### [PROBLEM DETAILS]
Locate each line in the records that contains the string "peak", matching case exactly, and copy those lines.
— Start PROVIDED DATA —
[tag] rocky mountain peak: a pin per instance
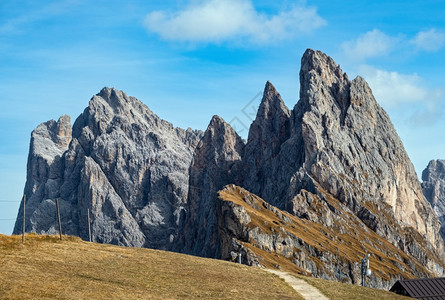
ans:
(273, 115)
(334, 164)
(433, 187)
— End PROVIDED DATA —
### [RESPONSE]
[tag] rocky mountain peak: a pin per instance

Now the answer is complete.